• **GIVEN TEXT**
-- Start --

# Getting to talk to someone in Revenue?



## putsch (29 May 2013)

Phew! worn out after pressing buttons on revenue phone line.  This isn't anything to do with LPT.

I sent in a tax return by post (ROS won't work for me) on 3rd March and have heard nothing since. I sent an email inquiring for confirmation that it was received and received nothing in reply. Today I phoned and after long minutes waiting for options and pushing buttons I was told that the matter (well not even sure about that since it didn't refer to the date I sent the latter but the date they received it which of course I have no idea about) had been dealt with but may have been selected for quality assurance. There was no option to get any more details and no options to speak to someone and no indication of when I might hear more. 

I'd really like to find out what's going on and when I might have a response? Any advice on by-passing the options and getting to talk to a human being?


----------



## Brendan Burgess (29 May 2013)

I made a complaint some years ago to Customer Service or Customer Complaints and they handled it promptly for me.

Check that out maybe?


----------



## Bronte (29 May 2013)

I sent an email query to revenue about a year ago and it took them a couple of months to reply.  If the options above don't work, how about calling into to them.  And next time it might be an idea to send in your return using the post office's proof of service, to give you peace of mind. 

If you register post it, it goes in the 'file to be worked on' versus the 'files to be ignored for ages' pile.


----------



## T McGibney (29 May 2013)

Online filing is the way to go. There is a very good reason why it has become almost universal, especially among tax professionals.


----------



## suzie (29 May 2013)

Can a PAYE taxpayer file online these days? Always thought not....

Thanks
S


----------



## ashambles (29 May 2013)

Regardless of filing on line there are times you do need to talk to someone to correct problems.

As for ways to shortcut the system, how's your Irish? You by-pass all the automated stuff and instead you get a startled gaelgoir on the line - any half-hearted go at the Irish tends to work if you get a decent sort on the line.

-- End --

• **RECORD EXCERPTS**
-- Start --

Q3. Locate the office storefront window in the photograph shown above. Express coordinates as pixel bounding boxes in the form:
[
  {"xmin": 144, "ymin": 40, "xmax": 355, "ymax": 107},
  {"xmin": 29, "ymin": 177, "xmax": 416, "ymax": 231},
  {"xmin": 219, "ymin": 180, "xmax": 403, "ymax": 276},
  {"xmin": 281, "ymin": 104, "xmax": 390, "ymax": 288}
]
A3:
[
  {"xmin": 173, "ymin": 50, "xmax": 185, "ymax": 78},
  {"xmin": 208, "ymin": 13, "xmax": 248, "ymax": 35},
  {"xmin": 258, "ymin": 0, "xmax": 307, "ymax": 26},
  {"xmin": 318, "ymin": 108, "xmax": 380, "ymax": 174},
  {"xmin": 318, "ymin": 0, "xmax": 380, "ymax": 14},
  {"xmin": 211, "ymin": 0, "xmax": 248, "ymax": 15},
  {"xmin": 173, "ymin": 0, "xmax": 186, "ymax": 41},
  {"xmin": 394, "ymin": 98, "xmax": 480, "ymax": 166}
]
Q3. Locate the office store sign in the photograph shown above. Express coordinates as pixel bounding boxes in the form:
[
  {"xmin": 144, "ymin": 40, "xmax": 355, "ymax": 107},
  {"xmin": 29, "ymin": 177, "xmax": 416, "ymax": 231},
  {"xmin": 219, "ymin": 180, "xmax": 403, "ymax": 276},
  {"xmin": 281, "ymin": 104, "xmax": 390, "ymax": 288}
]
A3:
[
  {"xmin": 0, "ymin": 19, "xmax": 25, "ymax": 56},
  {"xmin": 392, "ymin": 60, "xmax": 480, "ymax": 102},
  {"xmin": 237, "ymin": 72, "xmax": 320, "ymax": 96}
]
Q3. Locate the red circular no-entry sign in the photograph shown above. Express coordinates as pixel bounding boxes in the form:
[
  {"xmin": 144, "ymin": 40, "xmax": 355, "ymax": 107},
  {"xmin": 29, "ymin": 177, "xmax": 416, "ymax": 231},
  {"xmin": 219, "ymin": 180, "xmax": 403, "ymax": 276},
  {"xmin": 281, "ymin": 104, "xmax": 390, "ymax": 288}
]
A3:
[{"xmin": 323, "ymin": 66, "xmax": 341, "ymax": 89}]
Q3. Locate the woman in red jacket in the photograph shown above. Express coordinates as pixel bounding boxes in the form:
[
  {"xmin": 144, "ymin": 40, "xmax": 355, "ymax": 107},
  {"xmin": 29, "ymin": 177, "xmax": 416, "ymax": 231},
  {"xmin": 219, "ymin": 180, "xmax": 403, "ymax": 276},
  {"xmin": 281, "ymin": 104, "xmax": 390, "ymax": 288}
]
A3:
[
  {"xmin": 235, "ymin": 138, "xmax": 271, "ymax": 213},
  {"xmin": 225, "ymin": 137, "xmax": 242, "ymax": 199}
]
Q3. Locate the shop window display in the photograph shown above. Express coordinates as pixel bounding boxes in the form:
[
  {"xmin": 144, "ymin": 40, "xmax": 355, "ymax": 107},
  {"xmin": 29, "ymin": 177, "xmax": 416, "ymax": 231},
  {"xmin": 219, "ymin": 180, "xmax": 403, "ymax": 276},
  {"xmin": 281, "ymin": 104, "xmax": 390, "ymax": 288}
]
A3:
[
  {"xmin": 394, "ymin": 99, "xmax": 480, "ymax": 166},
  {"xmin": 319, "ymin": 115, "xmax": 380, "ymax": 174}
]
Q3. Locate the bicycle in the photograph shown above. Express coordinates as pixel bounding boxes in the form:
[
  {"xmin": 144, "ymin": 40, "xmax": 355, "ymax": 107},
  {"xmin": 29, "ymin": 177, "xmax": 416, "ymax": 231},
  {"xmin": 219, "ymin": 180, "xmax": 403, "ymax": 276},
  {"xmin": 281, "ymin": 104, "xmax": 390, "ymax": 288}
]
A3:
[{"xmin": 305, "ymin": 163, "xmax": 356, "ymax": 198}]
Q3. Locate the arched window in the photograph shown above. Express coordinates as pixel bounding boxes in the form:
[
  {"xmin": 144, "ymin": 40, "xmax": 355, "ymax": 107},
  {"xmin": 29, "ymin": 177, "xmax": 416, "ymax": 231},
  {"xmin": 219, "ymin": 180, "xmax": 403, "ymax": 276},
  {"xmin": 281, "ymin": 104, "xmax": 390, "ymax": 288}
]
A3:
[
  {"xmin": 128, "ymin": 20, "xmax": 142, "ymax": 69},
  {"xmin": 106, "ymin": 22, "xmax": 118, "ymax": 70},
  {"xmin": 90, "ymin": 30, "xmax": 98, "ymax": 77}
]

-- End --

• **REQUIRED TASKS**
- 1) In the Revenue thread, how did putsch send in the tax return, and on what date?
- 2) Copy out the Revenue thread word for word, beginning at the words "Regardless of filing" and stopping after "on the line.".
The entries have nothing to do with what you're asked to do here.

• **ANSWERS IN ORDER**
- 1) By post, on 3rd March.

- 2)
Regardless of filing on line there are times you do need to talk to someone to correct problems.

As for ways to shortcut the system, how's your Irish? You by-pass all the automated stuff and instead you get a startled gaelgoir on the line - any half-hearted go at the Irish tends to work if you get a decent sort on the line.